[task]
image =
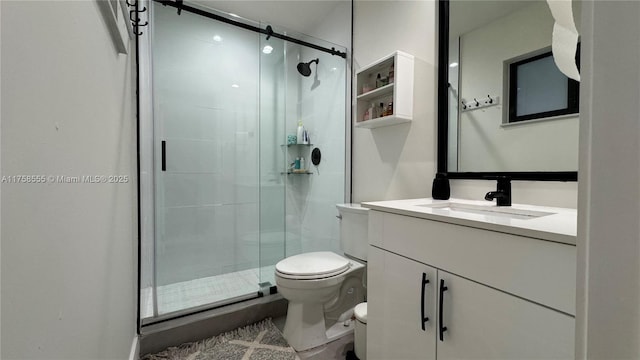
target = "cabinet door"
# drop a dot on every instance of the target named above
(484, 323)
(397, 302)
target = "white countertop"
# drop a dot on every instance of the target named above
(560, 226)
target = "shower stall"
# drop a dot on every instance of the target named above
(220, 201)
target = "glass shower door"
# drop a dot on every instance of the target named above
(273, 147)
(206, 161)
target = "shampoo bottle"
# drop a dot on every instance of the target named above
(300, 132)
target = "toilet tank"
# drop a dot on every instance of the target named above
(354, 225)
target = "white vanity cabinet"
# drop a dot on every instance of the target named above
(497, 301)
(395, 329)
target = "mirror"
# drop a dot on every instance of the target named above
(504, 107)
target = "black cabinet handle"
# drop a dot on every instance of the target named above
(164, 155)
(423, 319)
(441, 326)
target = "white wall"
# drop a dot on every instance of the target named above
(398, 161)
(608, 298)
(68, 250)
(486, 145)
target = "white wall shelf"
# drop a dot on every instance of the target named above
(398, 91)
(382, 121)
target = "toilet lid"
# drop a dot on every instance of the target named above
(313, 265)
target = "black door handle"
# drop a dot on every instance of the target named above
(164, 155)
(440, 313)
(423, 319)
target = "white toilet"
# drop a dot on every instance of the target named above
(324, 287)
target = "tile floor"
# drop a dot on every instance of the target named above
(192, 293)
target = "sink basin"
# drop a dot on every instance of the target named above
(451, 208)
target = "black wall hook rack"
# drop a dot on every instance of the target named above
(134, 16)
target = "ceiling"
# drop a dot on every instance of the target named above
(466, 15)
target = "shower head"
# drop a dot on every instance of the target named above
(305, 68)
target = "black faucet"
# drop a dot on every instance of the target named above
(502, 193)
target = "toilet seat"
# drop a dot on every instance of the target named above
(311, 266)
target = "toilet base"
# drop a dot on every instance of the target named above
(305, 327)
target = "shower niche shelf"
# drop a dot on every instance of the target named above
(302, 151)
(399, 91)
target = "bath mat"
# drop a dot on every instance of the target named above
(259, 341)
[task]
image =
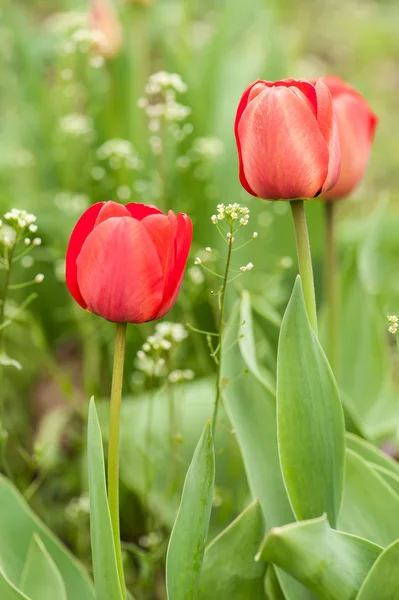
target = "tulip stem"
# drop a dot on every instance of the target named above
(304, 260)
(219, 348)
(113, 447)
(330, 283)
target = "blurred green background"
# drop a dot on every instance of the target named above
(61, 101)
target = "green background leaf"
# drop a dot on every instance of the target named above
(310, 419)
(188, 538)
(18, 524)
(106, 577)
(330, 563)
(41, 580)
(229, 569)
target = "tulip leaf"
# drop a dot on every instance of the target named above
(370, 507)
(371, 453)
(17, 525)
(106, 579)
(246, 343)
(390, 478)
(8, 591)
(330, 563)
(310, 420)
(188, 538)
(251, 409)
(382, 582)
(41, 580)
(229, 569)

• [WHAT THE TASK REQUIRES]: Locate each row above that contains the word "white" and copy those rows out in full.

• [EXERCISE SOLUTION]:
target = "white countertop"
target = "white vanity cabinet"
target = "white wall"
target = "white wall shelf"
target = "white toilet"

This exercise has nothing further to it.